Texte étudié -
Yannick Simonin : On remarque en effet que la très grande majorité des cas identifiés sont des hommes ayant eu des relations sexuelles avec d'autres hommes. C'est donc une partie de la communauté homosexuelle qui est touchée : on est à peu près à 96 % des cas confirmés chez des hommes. On a quelques éléments qui permettent de savoir pourquoi cette communauté est plus particulièrement touchée. Probablement, c'est lié à l'origine à des clusters qui sont apparus dans certains pays et au niveau de rassemblements qui ont eu lieu au sein de cette communauté. Le virus s'est ainsi diffusé assez rapidement, notamment chez les jeunes adultes avec une vie sexuelle active qui ont contribué à favoriser la diffusion de ce virus au sein de cette communauté. Mais ça ne veut pas dire que c'est une maladie qui est uniquement restreinte à la communauté homosexuelle et c'est une maladie qui peut potentiellement également se transmettre au sein de la communauté hétérosexuelle. Donc ce n'est pas une maladie en soi qui ne touche que ou qui ne touchera que la communauté homosexuelle si on la laisse se propager et qu'on ne met pas en place de mesures de contrôle.

Données à examiner -

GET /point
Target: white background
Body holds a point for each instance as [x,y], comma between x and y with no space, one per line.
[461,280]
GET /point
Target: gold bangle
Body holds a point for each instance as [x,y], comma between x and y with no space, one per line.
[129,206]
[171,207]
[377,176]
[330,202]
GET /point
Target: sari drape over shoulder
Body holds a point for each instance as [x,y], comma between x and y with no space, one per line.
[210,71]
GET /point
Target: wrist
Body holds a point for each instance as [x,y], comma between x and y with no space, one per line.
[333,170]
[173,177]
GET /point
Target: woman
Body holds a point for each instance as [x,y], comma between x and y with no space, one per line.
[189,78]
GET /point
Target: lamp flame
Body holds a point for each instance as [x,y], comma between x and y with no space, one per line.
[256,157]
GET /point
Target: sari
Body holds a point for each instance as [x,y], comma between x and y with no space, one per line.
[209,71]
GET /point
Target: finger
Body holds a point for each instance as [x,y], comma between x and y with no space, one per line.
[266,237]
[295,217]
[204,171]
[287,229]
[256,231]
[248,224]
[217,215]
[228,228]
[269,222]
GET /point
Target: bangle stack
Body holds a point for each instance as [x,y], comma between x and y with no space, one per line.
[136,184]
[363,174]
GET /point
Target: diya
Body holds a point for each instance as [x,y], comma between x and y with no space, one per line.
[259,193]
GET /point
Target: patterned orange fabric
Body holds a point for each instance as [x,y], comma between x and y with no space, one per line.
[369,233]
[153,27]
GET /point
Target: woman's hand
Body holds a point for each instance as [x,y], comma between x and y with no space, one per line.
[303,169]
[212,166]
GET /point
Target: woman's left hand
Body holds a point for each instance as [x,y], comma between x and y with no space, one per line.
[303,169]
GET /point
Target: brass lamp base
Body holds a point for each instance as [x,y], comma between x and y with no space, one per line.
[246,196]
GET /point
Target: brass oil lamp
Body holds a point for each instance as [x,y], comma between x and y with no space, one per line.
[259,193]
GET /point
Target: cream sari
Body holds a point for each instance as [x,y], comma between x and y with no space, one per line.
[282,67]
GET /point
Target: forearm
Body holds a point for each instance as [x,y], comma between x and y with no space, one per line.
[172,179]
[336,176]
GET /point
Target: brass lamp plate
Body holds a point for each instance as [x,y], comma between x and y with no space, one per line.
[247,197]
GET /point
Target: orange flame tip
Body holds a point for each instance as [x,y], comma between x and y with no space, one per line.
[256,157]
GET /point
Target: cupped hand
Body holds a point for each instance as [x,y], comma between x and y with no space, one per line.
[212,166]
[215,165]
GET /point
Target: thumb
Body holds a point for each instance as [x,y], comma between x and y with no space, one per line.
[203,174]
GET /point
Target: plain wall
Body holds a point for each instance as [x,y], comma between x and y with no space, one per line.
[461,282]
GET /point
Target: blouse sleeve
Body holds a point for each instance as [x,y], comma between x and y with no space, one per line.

Mise en pratique -
1. Traduisez en anglais cette phrase du texte étudié : « On a quelques éléments qui permettent de savoir pourquoi cette communauté est plus particulièrement touchée. »
2. D'après le texte étudié, quelle part des cas confirmés concerne des hommes ?
Les données ci-dessus constituent un ensemble distinct du texte étudié.

Liste des réponses -
1. We have a few indications that allow us to know why this community is particularly affected.

2. Environ 96 % des cas confirmés.